Start DATASET RECORDS

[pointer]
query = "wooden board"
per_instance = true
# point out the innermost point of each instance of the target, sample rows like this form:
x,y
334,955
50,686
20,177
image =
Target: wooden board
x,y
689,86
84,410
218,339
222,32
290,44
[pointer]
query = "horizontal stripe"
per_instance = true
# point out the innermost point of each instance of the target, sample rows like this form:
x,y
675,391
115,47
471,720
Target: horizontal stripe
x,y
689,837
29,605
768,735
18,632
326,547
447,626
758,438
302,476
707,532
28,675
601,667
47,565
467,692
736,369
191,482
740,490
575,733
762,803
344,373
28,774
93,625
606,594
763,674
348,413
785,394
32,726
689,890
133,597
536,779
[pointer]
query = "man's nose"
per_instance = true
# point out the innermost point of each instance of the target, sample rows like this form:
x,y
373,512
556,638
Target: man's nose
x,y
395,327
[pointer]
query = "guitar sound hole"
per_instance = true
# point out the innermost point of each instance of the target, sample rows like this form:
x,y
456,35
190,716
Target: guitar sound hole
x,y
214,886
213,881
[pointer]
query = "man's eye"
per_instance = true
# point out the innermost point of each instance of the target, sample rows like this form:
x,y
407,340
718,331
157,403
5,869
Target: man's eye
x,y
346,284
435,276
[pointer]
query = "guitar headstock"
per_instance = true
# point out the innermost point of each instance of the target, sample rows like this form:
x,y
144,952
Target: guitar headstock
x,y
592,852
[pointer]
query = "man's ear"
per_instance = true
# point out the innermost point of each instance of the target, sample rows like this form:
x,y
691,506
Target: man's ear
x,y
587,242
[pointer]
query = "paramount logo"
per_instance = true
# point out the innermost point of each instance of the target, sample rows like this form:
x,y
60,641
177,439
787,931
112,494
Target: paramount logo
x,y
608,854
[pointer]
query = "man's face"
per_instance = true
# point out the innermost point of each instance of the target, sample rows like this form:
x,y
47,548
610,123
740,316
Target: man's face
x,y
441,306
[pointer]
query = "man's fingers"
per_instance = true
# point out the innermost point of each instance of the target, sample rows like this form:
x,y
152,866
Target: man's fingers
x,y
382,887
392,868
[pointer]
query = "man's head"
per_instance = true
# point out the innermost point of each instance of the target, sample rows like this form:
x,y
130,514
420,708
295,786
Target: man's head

End DATASET RECORDS

BRIEF.
Locate each line in the listing above that contains the word "wooden", and copy those lines.

COMPLETED EXERCISE.
query = "wooden board"
Target: wooden board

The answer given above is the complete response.